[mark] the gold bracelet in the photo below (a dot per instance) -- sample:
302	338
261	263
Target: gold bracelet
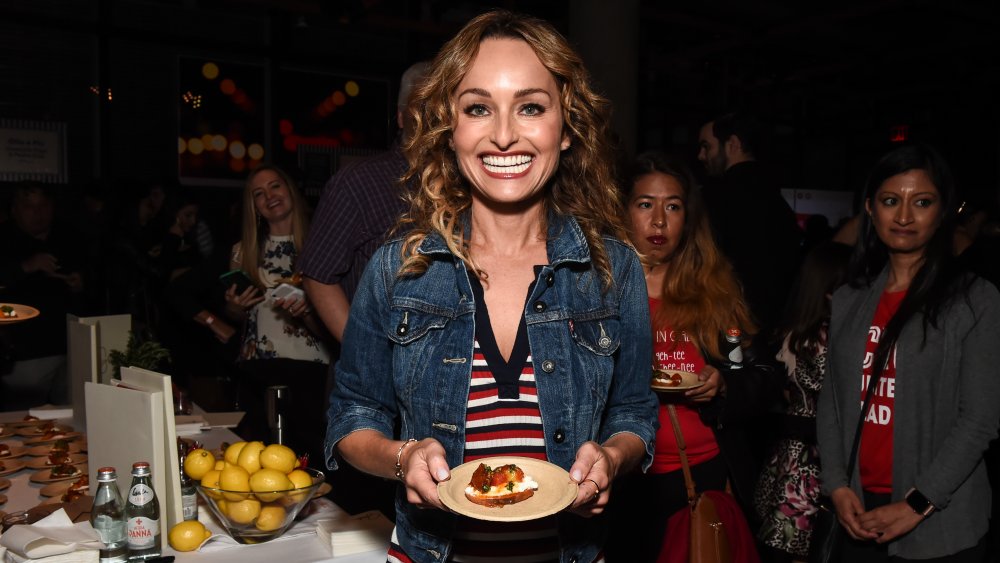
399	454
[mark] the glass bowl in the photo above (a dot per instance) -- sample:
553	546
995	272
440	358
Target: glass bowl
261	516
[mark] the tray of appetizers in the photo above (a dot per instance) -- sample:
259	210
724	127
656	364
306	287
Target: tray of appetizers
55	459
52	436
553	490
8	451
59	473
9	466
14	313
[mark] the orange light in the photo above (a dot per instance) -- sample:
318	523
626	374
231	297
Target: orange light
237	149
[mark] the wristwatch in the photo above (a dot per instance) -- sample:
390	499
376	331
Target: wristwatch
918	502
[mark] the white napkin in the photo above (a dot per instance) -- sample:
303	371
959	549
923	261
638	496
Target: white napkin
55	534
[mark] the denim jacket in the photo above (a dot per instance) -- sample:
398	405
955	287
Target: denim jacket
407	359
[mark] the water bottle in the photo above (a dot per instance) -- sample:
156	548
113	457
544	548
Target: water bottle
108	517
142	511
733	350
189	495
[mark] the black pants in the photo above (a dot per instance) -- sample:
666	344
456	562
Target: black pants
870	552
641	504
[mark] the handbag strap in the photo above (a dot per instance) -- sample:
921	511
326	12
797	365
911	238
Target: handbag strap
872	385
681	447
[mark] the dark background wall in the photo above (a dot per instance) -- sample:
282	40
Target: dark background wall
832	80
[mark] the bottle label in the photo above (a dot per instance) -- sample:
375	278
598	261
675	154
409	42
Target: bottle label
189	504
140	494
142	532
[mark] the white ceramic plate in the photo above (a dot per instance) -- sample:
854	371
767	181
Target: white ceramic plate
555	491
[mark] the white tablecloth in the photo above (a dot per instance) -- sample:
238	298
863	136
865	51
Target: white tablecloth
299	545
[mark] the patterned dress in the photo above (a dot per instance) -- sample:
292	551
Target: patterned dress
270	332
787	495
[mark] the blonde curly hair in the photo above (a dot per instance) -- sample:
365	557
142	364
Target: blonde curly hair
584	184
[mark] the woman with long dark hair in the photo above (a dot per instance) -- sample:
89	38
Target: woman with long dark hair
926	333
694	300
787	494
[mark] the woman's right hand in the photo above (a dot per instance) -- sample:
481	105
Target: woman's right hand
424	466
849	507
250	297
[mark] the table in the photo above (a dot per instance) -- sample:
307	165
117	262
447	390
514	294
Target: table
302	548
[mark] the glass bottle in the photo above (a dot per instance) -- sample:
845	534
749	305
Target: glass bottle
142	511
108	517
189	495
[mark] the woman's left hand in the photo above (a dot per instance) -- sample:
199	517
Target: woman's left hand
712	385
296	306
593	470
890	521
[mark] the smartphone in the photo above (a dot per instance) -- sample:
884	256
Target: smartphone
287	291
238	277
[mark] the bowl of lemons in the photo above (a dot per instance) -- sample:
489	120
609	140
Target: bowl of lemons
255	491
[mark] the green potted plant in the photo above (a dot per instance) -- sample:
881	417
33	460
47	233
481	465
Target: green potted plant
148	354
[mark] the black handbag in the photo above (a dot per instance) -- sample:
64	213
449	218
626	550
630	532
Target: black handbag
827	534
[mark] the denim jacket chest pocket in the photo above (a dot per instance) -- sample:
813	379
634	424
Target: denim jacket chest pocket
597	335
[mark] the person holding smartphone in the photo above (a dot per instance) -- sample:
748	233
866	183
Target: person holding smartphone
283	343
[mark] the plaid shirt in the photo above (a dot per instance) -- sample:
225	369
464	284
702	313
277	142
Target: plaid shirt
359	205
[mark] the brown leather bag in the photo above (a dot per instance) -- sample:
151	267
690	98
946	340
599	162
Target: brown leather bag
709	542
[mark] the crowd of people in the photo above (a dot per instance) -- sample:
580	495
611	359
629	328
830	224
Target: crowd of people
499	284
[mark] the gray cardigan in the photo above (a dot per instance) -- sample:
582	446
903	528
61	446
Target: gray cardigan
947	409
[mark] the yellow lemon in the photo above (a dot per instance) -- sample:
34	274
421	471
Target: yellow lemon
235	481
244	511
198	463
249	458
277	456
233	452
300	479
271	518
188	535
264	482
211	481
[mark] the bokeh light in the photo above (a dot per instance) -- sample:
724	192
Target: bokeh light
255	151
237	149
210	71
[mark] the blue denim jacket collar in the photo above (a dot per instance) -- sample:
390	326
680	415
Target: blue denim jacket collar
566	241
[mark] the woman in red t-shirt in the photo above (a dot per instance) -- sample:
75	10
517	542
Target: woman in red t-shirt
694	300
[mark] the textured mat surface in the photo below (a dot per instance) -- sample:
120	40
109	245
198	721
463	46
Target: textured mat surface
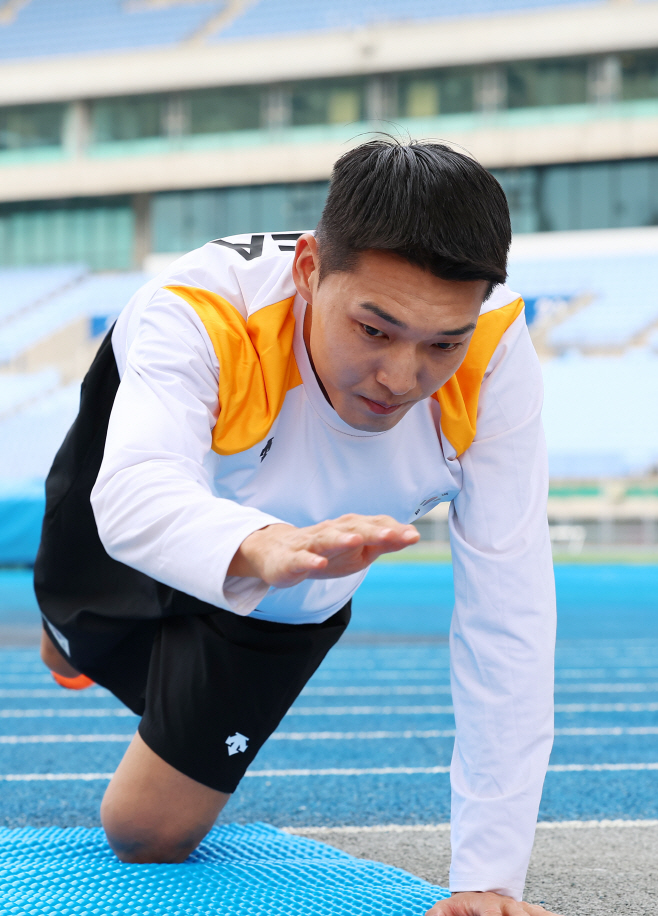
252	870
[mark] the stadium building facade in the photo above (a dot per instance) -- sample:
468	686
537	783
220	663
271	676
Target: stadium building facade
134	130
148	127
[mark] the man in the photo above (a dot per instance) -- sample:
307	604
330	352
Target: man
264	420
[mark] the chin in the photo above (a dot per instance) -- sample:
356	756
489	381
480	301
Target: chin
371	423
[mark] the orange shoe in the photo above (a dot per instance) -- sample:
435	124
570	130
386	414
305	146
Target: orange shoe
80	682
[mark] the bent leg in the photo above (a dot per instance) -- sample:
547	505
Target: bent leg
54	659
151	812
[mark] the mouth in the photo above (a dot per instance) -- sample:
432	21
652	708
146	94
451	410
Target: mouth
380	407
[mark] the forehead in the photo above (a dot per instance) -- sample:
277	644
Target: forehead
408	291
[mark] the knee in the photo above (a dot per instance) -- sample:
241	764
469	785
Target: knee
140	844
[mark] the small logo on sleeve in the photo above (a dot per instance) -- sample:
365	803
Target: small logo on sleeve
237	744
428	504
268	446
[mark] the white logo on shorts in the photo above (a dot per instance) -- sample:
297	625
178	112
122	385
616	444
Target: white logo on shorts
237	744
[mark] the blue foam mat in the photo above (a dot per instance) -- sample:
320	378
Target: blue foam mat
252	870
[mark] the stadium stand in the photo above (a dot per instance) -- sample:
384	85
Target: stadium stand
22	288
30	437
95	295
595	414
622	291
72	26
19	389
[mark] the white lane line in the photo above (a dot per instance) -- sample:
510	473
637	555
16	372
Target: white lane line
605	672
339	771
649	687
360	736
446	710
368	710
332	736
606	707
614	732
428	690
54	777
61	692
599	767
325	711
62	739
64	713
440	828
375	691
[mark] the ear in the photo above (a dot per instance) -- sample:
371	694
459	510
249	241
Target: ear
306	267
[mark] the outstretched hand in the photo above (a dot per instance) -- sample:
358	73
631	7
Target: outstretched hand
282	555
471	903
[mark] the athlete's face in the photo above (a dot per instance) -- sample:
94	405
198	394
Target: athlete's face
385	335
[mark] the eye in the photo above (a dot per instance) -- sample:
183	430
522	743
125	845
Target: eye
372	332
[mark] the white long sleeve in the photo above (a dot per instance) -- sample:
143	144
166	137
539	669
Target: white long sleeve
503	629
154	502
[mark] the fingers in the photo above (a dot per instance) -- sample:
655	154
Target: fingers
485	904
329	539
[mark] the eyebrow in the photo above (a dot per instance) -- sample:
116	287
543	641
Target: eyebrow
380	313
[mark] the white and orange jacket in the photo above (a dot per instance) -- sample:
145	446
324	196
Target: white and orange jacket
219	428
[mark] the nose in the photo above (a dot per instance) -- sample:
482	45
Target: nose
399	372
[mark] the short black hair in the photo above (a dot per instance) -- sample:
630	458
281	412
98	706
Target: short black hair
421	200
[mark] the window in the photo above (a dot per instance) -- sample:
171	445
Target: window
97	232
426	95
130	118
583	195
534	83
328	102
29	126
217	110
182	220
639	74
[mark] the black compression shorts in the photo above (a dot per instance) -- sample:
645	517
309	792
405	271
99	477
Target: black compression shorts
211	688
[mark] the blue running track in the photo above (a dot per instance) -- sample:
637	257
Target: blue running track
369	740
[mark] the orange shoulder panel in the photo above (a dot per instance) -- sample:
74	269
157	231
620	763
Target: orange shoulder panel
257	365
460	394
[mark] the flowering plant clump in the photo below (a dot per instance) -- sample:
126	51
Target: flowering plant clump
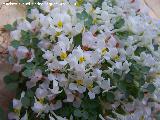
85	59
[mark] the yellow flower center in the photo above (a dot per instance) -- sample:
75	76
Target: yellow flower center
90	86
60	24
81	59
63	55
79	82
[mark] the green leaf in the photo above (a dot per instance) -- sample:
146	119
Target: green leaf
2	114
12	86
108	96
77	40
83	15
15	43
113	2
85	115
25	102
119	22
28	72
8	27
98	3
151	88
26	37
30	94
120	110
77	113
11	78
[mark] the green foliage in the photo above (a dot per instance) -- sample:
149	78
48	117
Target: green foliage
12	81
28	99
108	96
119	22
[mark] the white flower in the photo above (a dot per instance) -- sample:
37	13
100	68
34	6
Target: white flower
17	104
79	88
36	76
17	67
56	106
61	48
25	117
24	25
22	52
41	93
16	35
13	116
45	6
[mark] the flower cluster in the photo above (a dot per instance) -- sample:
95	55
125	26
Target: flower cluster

• [YOUR INSTRUCTIONS] Look through the entries for lines containing the word "cluster" and return each one.

• [EXERCISE RESULT]
[mark] the flower cluster in the photo above (a dot per instance) -- sample:
Target: flower cluster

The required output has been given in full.